> [TASK STATEMENT] Repeat the full listing, word for word.

----

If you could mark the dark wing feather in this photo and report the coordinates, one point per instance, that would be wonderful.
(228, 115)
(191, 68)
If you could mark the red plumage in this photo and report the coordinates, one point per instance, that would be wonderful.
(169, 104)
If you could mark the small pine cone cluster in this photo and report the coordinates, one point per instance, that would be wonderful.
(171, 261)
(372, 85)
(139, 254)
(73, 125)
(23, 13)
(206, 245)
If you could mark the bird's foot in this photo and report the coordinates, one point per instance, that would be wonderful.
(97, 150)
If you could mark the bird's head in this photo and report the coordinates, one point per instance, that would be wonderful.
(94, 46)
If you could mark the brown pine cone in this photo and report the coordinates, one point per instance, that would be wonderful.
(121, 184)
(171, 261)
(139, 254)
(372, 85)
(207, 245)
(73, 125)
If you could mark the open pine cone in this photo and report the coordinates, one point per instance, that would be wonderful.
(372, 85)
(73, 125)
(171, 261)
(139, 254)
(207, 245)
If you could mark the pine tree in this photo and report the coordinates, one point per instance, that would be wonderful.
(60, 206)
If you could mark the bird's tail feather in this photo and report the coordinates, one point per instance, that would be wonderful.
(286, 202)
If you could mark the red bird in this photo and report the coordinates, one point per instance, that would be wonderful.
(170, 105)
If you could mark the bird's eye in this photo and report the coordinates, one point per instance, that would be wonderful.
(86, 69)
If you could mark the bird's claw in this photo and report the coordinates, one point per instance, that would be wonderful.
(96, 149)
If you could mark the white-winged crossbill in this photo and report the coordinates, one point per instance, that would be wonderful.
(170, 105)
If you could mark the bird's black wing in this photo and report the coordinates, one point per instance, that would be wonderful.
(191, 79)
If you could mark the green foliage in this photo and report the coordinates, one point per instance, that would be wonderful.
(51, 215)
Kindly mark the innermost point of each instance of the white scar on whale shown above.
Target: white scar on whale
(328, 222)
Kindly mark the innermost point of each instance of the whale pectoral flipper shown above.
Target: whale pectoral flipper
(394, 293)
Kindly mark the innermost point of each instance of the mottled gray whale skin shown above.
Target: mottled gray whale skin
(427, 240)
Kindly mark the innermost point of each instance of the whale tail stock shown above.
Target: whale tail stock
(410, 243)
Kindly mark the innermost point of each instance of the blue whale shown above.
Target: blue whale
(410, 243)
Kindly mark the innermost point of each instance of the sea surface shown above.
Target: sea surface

----

> [REPLY TO THE EXERCISE]
If you could mark the dark wing feather in this photo and report the coordinates, one point per instance, that would be wonderful.
(228, 115)
(191, 68)
If you could mark the red plumage in this photo and report the coordinates, one point per instance, that would be wonderful.
(169, 104)
If you could mark the small pine cone cluster in this photo and report the coordinates, one point per instance, that would be wonderful.
(171, 261)
(372, 85)
(139, 254)
(73, 125)
(23, 13)
(206, 245)
If you could mark the bird's foot in this photo and report the coordinates, one point per instance, that would be wonderful.
(97, 150)
If you could mark the bird's head in this photo and report the coordinates, one point per instance, that would be wonderful.
(94, 46)
If you could mark the brown pine cone in this photo and report the coordinates, one point per instance, that would be wonderful.
(121, 184)
(171, 261)
(139, 254)
(372, 85)
(207, 245)
(73, 125)
If you could mark the open pine cone in this photo and report the coordinates, one point per instance, that would be wonderful.
(372, 85)
(73, 125)
(171, 261)
(139, 254)
(207, 245)
If you could mark the pine tree in this photo and report the coordinates, one point per instance, that would be wonderful.
(60, 206)
If you could mark the bird's tail feather in this photo and report the coordinates, one point per instance, that would be wonderful.
(286, 202)
If you could mark the red bird in this photo and report the coordinates, one point per instance, that would be wonderful.
(170, 105)
If you could mark the bird's eye in this photo and report the coordinates, one point per instance, that would be wonderful.
(86, 69)
If you could mark the bird's claw in this photo and report the coordinates, one point per instance, that would be wonderful.
(96, 149)
If you could mark the white-winged crossbill in this photo and report the coordinates, one point per instance, that would be wonderful.
(170, 105)
If you could mark the bird's black wing in this photo and report the coordinates, one point per instance, that would be wonderful.
(191, 79)
If you could mark the green foliage in this photo and report the coordinates, one point per instance, that would be wonderful.
(51, 215)
Kindly mark the innermost point of each instance of the white scar on whale shown above.
Target: white scar on whale
(328, 222)
Kindly mark the innermost point of each instance of the whale pectoral flipper shown above.
Target: whale pectoral flipper
(394, 293)
Kindly mark the innermost point of each instance of the mottled gray whale skin shown above.
Target: mottled gray whale skin
(427, 240)
Kindly mark the innermost point of each instance of the whale tail stock shown above.
Target: whale tail stock
(410, 243)
Kindly mark the innermost point of each instance of the blue whale shown above.
Target: blue whale
(410, 243)
Kindly mark the innermost point of each instance of the sea surface shown above.
Target: sea surface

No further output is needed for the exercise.